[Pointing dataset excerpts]
--------------------------------------------------

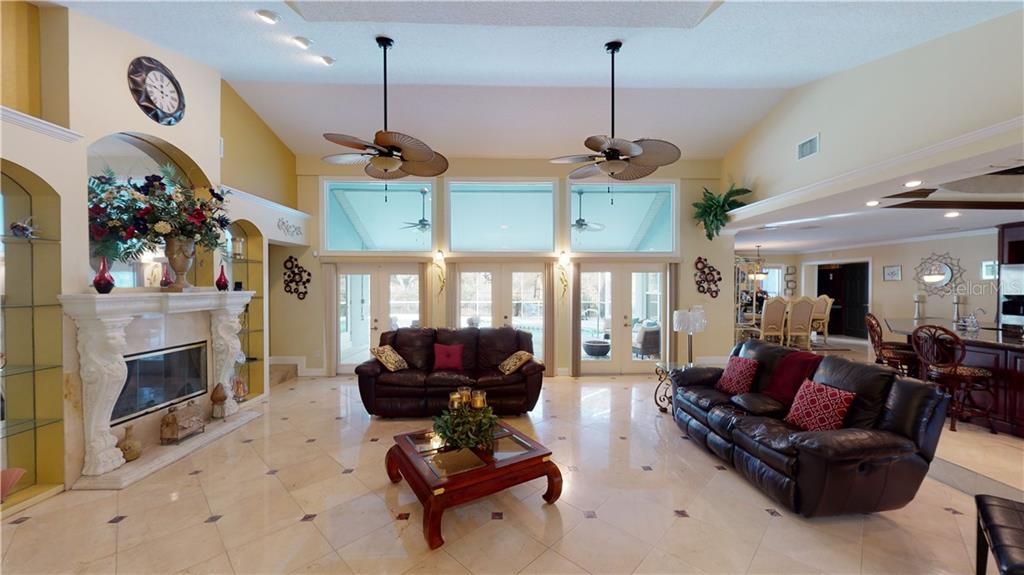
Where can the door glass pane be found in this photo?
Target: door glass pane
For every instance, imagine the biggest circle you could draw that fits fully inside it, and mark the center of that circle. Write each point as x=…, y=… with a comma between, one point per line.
x=527, y=306
x=595, y=315
x=647, y=320
x=403, y=300
x=475, y=299
x=353, y=318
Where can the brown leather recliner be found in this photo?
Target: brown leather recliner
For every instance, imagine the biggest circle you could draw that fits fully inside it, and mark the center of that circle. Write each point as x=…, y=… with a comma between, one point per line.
x=419, y=391
x=876, y=462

--------------------------------------------------

THE EXERCISE:
Rewrite the data above, replacing every occurrence of "photo" with "image" and changing nothing else. Omit the pictures from your answer.

PROBLEM SOLUTION:
Where can the door glass pane be found in this image?
Target: door glass pane
For every instance, imagine the biggest circle you could draw that fits fully inside it, and mark the center of that circle. Write each point as x=…, y=… with a comma between, one point per line.
x=527, y=306
x=595, y=315
x=647, y=320
x=403, y=300
x=475, y=299
x=353, y=318
Where can the brown leather recliner be found in this image?
Target: brown leather recliner
For every instance, imagine the biggest circle you could draw that fits fully inside it, and mark the center of that circle. Write each point as x=…, y=… with a comma between, one point per line.
x=419, y=391
x=876, y=462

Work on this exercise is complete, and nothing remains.